> **Task directions**
How many lines in the records below contain the string "blue"? Reply with the number alone.
-- start Exercise inputs --
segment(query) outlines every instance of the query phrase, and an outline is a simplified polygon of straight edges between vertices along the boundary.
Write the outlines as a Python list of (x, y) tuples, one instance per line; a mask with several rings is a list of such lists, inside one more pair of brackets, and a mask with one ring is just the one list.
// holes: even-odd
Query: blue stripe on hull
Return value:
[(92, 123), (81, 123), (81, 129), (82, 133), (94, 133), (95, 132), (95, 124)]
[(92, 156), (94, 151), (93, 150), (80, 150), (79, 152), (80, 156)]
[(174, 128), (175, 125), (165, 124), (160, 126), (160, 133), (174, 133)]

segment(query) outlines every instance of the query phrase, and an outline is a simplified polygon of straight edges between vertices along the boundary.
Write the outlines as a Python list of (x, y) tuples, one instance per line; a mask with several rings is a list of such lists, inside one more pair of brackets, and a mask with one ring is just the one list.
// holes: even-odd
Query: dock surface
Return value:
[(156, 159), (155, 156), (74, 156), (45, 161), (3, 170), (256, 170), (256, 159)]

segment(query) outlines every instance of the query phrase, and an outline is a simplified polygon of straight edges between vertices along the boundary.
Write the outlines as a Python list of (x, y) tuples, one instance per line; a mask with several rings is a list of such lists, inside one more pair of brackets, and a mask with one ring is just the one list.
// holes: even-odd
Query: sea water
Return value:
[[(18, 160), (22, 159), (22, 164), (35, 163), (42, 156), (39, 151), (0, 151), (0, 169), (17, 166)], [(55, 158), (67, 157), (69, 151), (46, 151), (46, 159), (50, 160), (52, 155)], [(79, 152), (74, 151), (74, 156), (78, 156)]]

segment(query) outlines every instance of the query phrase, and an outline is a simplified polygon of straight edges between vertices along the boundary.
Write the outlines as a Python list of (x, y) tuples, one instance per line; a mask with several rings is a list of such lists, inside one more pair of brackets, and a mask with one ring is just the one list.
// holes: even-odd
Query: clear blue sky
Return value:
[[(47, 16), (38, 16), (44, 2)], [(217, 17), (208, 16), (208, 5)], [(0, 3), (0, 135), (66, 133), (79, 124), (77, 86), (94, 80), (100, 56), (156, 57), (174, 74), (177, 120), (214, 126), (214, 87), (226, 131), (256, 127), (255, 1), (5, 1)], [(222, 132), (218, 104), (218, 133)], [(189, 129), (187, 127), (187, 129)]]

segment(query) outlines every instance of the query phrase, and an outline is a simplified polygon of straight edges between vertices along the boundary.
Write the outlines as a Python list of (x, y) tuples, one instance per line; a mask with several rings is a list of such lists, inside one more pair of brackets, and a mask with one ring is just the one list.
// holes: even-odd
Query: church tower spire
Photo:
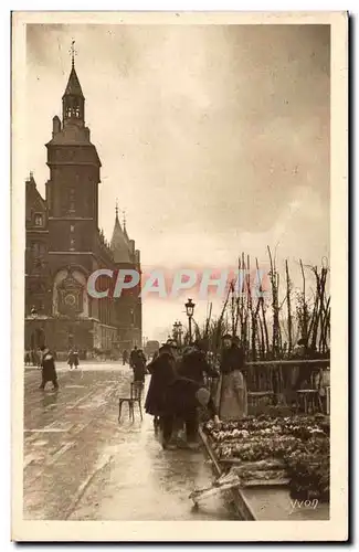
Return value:
[(70, 54), (71, 73), (62, 97), (62, 119), (64, 127), (67, 125), (83, 127), (85, 125), (85, 97), (75, 70), (76, 50), (74, 40), (71, 43)]

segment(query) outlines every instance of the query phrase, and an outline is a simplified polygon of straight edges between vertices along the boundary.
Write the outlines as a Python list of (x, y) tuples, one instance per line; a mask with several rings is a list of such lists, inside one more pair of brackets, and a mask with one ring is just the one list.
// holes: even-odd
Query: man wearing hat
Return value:
[(217, 407), (221, 420), (240, 420), (247, 414), (247, 391), (244, 371), (244, 351), (240, 340), (230, 333), (222, 338), (220, 382), (217, 391)]
[(50, 352), (47, 347), (41, 347), (41, 352), (42, 352), (42, 360), (41, 360), (42, 382), (40, 389), (44, 390), (46, 383), (51, 381), (54, 390), (57, 391), (59, 383), (57, 383), (57, 374), (53, 354)]

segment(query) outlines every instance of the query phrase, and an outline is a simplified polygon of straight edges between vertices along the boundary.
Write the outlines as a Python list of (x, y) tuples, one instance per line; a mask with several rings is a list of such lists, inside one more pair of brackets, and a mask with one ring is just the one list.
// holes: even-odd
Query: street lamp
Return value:
[(177, 322), (177, 331), (178, 331), (178, 344), (181, 347), (182, 346), (182, 323)]
[(173, 323), (173, 338), (177, 341), (177, 344), (181, 347), (181, 337), (182, 337), (182, 325), (179, 320), (176, 320)]
[(188, 330), (189, 330), (189, 338), (190, 338), (190, 343), (191, 343), (192, 342), (192, 317), (193, 317), (196, 305), (192, 301), (192, 299), (188, 299), (184, 307), (186, 307), (186, 312), (188, 316)]

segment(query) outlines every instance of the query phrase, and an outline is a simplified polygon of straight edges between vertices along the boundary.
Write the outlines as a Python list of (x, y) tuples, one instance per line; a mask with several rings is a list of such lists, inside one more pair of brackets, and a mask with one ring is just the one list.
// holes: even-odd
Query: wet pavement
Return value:
[(234, 519), (221, 496), (192, 508), (189, 493), (213, 480), (203, 452), (162, 450), (152, 418), (130, 423), (127, 405), (118, 424), (128, 367), (59, 367), (59, 392), (39, 390), (40, 370), (25, 369), (25, 519)]

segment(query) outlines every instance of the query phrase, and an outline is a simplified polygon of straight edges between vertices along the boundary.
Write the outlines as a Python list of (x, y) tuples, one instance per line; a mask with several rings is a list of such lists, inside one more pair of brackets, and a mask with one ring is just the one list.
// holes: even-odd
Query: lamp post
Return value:
[(176, 320), (173, 323), (173, 339), (176, 340), (178, 347), (181, 347), (181, 335), (182, 335), (182, 325), (179, 320)]
[(182, 323), (180, 321), (177, 322), (177, 331), (178, 331), (178, 344), (182, 347)]
[(192, 342), (192, 317), (193, 317), (196, 305), (192, 301), (192, 299), (188, 299), (184, 307), (186, 307), (186, 312), (188, 316), (188, 331), (189, 331), (189, 338), (190, 338), (190, 343), (191, 343)]

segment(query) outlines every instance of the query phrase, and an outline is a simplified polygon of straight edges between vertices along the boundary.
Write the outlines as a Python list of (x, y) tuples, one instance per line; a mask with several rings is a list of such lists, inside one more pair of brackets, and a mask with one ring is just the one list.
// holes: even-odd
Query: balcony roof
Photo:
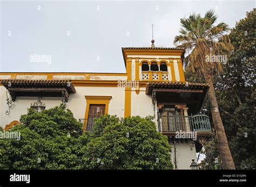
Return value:
[(122, 47), (122, 52), (123, 54), (123, 57), (124, 58), (124, 61), (125, 67), (126, 67), (126, 58), (127, 57), (127, 52), (136, 52), (139, 51), (140, 52), (146, 52), (147, 53), (153, 53), (157, 54), (157, 53), (164, 52), (166, 54), (171, 54), (172, 52), (179, 52), (179, 53), (180, 55), (181, 58), (184, 57), (184, 48), (179, 48), (179, 47)]
[(158, 103), (167, 104), (186, 104), (190, 113), (199, 112), (204, 104), (209, 84), (177, 82), (150, 82), (146, 84), (146, 94), (156, 91)]
[(152, 94), (155, 89), (197, 90), (207, 92), (209, 87), (209, 84), (189, 82), (149, 82), (146, 85), (146, 94)]
[(70, 94), (76, 92), (74, 85), (69, 80), (2, 80), (1, 82), (14, 102), (17, 96), (61, 97), (63, 90), (67, 100)]

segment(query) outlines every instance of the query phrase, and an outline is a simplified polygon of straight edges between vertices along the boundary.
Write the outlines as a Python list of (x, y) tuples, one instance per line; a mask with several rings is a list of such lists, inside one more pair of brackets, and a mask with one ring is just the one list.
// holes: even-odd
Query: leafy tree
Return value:
[[(222, 119), (237, 169), (256, 168), (255, 140), (255, 33), (256, 9), (248, 12), (229, 37), (234, 46), (225, 71), (215, 79)], [(219, 155), (213, 145), (205, 150), (207, 164)], [(205, 169), (209, 169), (207, 166)]]
[(223, 71), (223, 63), (218, 61), (211, 61), (212, 57), (215, 57), (216, 60), (216, 57), (226, 55), (233, 49), (233, 46), (228, 37), (224, 35), (229, 31), (227, 25), (220, 23), (214, 25), (217, 19), (212, 10), (207, 11), (204, 17), (194, 13), (188, 18), (180, 19), (180, 35), (175, 37), (174, 44), (184, 48), (188, 54), (184, 59), (187, 69), (197, 76), (204, 77), (210, 85), (208, 96), (223, 167), (234, 169), (213, 83), (213, 76)]
[(82, 124), (70, 110), (30, 109), (20, 121), (10, 131), (20, 132), (20, 140), (0, 139), (1, 169), (80, 169)]
[(102, 116), (83, 134), (63, 105), (29, 109), (20, 121), (10, 131), (19, 132), (20, 140), (0, 139), (0, 169), (172, 168), (167, 137), (150, 118)]
[(85, 169), (172, 169), (167, 137), (150, 118), (102, 116), (93, 128), (82, 149)]

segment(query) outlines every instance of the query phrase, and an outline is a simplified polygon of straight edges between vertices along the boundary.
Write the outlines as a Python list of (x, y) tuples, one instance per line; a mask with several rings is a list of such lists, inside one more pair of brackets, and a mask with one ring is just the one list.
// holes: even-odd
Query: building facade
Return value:
[(18, 124), (28, 108), (62, 103), (84, 131), (102, 114), (150, 115), (169, 137), (174, 168), (190, 169), (196, 153), (214, 136), (208, 117), (197, 114), (209, 85), (186, 81), (183, 49), (125, 47), (122, 53), (126, 73), (0, 73), (2, 127)]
-- end Exercise inputs --
> **Exercise output**
2